● **Texte fourni**:
★ ★ ★
Actualités de l'Urgence - APM

FORTES TENSIONS AUX URGENCES, OÙ CONVERGENT TOUTES LES DIFFICULTÉS DE L'HÔPITAL
PARIS, 8 avril 2022 (APMnews) - Contraints à des fermetures dans de nombreux établissements, les services d'urgence cristallisent les difficultés de l'hôpital, en particulier le manque de personnel, au moment où les épidémies hivernales et la sixième vague de Covid ont tendance à augmenter le flux de patients, ont rapporté plusieurs acteurs hospitaliers à APMnews.
"C'est dramatique, du jamais-vu", se désole Patrick Pelloux, médecin urgentiste au Samu de Paris et président de l'Association des médecins urgentistes de France (Amuf), interrogé lundi par APMnews. "On ne compte plus les services [d'urgence] qui ferment", alerte-t-il, évoquant une situation à ses yeux inhabituelle.
"Les hôpitaux n'ont pas réussi à recruter, donc ont fermé des lits, il manque des lits d'aval, alors qu'à cette période de l'année normalement, tous les lits sont ouverts. A cela s'ajoutent les personnels qui démissionnent, une nouvelle vague du Covid, et il n'y a plus de permanence des soins" (cf dépêche du 07/04/2022 à 16:03).
★ ★ ★
(Extraits du jeu de données)
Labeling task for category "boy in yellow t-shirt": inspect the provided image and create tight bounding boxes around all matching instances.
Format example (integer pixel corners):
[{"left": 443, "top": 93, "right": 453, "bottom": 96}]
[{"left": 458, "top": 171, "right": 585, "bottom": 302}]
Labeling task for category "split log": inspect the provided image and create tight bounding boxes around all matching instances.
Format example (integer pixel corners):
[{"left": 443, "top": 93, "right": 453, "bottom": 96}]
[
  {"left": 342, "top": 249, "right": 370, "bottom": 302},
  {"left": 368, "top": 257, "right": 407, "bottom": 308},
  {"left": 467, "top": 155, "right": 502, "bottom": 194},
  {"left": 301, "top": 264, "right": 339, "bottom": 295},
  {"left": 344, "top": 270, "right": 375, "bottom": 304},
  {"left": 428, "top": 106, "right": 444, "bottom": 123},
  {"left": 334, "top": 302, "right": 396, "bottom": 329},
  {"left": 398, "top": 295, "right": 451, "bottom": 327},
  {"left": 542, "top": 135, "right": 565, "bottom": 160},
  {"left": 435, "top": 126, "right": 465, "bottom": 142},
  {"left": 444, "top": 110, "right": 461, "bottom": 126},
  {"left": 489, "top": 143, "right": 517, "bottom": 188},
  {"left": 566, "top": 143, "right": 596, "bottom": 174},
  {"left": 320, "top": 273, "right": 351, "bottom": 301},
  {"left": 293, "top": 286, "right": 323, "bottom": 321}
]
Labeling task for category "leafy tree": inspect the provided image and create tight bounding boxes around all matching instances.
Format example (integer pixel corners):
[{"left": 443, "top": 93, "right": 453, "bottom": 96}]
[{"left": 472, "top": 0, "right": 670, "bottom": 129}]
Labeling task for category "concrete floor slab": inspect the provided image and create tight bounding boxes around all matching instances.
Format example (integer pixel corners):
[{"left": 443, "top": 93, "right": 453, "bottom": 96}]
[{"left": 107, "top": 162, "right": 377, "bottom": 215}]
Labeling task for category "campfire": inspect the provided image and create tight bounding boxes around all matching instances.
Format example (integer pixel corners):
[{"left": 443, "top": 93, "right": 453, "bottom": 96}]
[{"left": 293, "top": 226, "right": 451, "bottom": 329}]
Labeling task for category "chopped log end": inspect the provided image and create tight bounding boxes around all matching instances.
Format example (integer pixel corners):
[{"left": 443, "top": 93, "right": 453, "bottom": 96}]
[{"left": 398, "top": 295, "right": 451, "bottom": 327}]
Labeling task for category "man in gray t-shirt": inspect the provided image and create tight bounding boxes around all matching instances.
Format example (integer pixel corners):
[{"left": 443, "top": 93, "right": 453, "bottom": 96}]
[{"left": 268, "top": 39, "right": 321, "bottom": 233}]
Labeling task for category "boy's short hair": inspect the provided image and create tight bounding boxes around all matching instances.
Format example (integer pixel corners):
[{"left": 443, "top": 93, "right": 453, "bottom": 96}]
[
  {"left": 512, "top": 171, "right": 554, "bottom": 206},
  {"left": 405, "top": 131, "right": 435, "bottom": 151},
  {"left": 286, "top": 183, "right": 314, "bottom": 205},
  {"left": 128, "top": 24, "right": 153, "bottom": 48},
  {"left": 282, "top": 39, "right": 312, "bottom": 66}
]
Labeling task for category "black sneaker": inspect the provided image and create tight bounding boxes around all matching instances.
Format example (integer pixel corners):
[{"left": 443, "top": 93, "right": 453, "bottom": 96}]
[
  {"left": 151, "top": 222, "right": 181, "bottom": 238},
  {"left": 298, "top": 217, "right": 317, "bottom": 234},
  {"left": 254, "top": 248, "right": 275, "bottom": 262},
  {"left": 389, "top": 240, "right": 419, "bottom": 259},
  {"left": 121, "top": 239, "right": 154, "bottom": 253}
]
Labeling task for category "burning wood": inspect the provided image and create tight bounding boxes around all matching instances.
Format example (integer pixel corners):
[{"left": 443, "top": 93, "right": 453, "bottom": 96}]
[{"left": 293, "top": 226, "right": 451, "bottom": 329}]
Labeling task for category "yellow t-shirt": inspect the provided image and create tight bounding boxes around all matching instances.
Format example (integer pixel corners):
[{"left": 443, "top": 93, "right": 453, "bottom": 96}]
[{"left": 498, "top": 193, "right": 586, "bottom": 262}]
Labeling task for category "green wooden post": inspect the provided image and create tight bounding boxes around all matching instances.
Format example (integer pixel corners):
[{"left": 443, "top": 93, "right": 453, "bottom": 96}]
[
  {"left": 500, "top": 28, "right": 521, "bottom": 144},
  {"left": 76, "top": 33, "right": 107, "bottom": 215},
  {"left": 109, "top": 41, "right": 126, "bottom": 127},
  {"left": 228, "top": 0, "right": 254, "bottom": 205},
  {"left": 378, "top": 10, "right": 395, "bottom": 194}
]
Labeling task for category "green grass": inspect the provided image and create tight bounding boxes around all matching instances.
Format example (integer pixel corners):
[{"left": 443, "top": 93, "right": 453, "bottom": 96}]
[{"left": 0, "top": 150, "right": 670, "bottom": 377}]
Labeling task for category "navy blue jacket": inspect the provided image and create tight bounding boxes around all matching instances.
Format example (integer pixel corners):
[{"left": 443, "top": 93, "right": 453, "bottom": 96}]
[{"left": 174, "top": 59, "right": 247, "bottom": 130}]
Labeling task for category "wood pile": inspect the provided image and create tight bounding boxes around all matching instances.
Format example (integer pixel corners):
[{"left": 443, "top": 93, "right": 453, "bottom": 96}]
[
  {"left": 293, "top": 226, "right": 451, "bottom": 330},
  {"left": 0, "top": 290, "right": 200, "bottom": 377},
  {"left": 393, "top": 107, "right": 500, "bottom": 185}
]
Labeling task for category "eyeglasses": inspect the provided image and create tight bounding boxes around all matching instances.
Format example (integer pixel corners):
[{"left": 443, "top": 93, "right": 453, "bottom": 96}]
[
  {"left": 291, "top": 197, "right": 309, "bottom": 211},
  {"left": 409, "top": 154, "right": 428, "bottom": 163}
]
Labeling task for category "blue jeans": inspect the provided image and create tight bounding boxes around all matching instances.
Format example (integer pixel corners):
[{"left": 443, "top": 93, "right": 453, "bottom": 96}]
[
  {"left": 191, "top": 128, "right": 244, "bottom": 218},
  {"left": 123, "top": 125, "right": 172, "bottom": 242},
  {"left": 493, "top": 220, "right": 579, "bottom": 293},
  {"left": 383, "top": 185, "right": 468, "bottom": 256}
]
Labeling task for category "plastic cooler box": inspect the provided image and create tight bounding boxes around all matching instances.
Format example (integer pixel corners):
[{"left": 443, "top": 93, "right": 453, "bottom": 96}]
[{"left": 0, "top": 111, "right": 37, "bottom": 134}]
★ ★ ★
● **Travail à faire**:
[1] D'après l'article sur les urgences, de quelle association Patrick Pelloux est-il le président ?
[2] Reformulez plus brièvement le paragraphe de l'article sur les urgences qui commence par « PARIS, 8 avril 2022 », en conservant ses faits principaux.

● **Réponses par consigne**:
[1] Il préside l'Association des médecins urgentistes de France (Amuf).

[2] Le 8 avril 2022, à Paris, plusieurs acteurs hospitaliers ont indiqué à APMnews que les services d'urgence concentrent les difficultés de l'hôpital. Beaucoup ferment, surtout faute de personnel, alors que les épidémies hivernales et la sixième vague de Covid augmentent l'afflux de patients.